# GPU-vRAM Usage Estimation for Diffusion Models
## Objective
Derive an analytical equation to estimate peak vRAM usage during inference for the `stable-diffusion-v1-5/stable-diffusion-v1-5` for arbitrary input image sizes.

## Background
vRAM consumption during diffusion model inference differs significantly from model size on disk. Peak memory depends on:
 - Model weights (fixed)
 - Intermediate activations (vary with image dimensions and prompt length)
 - Framework overhead (CUDA kernels, workspace buffers)
 - Attention mechanism memory scaling (O(N²) with sequence length)

Where:
 - `H`, `W` = input image height and width
 - `prompt_length` = tokenized prompt length
 - Identify any additional factors affecting vRAM

## Requirements
 - Analyze the architecture: Understand UNet, VAE, CLIP text encoder, and how tensors flow through the pipeline
 - Account for precision: Assume `FP16` (2 bytes/parameter)
 - Model fully on GPU: Ignore pipeline.enable_model_cpu_offload() in your equation
 - Peak, not average: Find the stage with maximum memory allocation
 - Document assumptions: Clearly state what you include/exclude (e.g., gradient storage, optimizer states)

## Deliverables
 - Equation with explanation of each term
 - Derivation notes showing how you arrived at each component
 - Validation (optional but encouraged): Compare equation predictions against actual nvidia-smi measurements using the provided test code

In [2]:
from google.colab import drive
drive.mount('/content/drive/')

Mounted at /content/drive/


## Your Task
Derive a formula:

In [6]:
def f(h: int, w: int, prompt_length: int, **kwargs) -> float:
    """
    vram estimation for stable diffusion v1.5 inference
    returns peak vram in bytes
    """
    guidance_scale = kwargs.get('guidance_scale', 7.5)
    batch_size = kwargs.get('batch_size', 1)

    # classifier-free guidance doubles the batch size for conditional and unconditional passes
    effective_batch = batch_size * (2 if guidance_scale > 1.0 else 1)

    # stable diffusion v1.5 model parameter counts
    P_UNET = 860_000_000   # unet for iterative denoising
    P_VAE = 132_000_000    # variational autoencoder (encoder + decoder)

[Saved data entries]
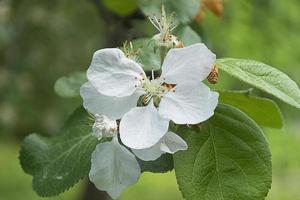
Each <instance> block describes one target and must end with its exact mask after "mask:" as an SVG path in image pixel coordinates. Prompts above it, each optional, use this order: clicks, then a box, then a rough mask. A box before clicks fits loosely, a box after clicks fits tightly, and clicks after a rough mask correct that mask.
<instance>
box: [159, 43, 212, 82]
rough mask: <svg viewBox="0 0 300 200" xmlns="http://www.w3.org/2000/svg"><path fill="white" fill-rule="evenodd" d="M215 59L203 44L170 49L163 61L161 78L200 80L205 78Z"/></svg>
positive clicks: (198, 80)
mask: <svg viewBox="0 0 300 200" xmlns="http://www.w3.org/2000/svg"><path fill="white" fill-rule="evenodd" d="M215 61H216V55H215V54H213V53H212V52H211V51H210V50H209V49H208V48H207V47H206V46H205V45H204V44H200V43H198V44H194V45H191V46H188V47H184V48H175V49H171V50H170V51H169V52H168V54H167V56H166V58H165V61H164V63H163V66H162V75H161V79H162V80H163V81H164V82H166V83H175V84H178V83H182V82H185V81H187V80H189V81H195V82H197V83H198V82H201V81H202V80H204V79H206V78H207V76H208V75H209V73H210V72H211V70H212V69H213V66H214V64H215Z"/></svg>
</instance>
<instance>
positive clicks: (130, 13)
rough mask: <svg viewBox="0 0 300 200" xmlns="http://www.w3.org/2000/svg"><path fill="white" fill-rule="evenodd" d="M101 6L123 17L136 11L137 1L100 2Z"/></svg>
mask: <svg viewBox="0 0 300 200" xmlns="http://www.w3.org/2000/svg"><path fill="white" fill-rule="evenodd" d="M102 3H103V5H104V6H105V7H106V8H107V9H108V10H110V11H111V12H113V13H115V14H117V15H119V16H121V17H123V16H127V15H130V14H132V13H133V12H134V11H135V10H136V9H137V7H138V6H137V0H113V1H112V0H102Z"/></svg>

## Exercise 1
According to the vRAM estimation text, what precision should be assumed for the model parameters?
## Exercise 2
Extend the Stable Diffusion vRAM estimation text, starting right after its final line.

## Written response 1
FP16, at 2 bytes per parameter.

## Written response 2
    P_CLIP = 123_000_000   # clip text encoder
    M_weights = (P_UNET + P_VAE + P_CLIP) * 2  # multiply by 2 for fp16 precision (2 bytes per param)

    # latent space is 8x smaller than pixel space in both dimensions
    latent_h, latent_w = h // 8, w // 8
    sequence_length = latent_h * latent_w  # flattened spatial dimensions for attention

    # ========== unet peak memory ==========

    # main latent tensor that gets iteratively denoised (4 channels in latent space)
    latent_tensor = effective_batch * 4 * latent_h * latent_w * 2  # bytes

    # text embeddings from clip encoder (77 tokens, 768 dimensions)
    text_embeddings = effective_batch * 77 * 768 * 2  # bytes

    # attention mechanism memory components
    num_heads = 8  # typical number of attention heads in sd v1.5
    head_dim = 64  # dimension per attention head

    # query, key, value projections (these exist in memory during attention computation)
    attention_qkv = 3 * effective_batch * sequence_length * num_heads * head_dim * 2  # bytes

    # attention score matrix: the main o(n²) bottleneck
    attention_scores = effective_batch * num_heads * sequence_length * sequence_length * 2  # bytes

    # cross-attention with text (linear in both dimensions)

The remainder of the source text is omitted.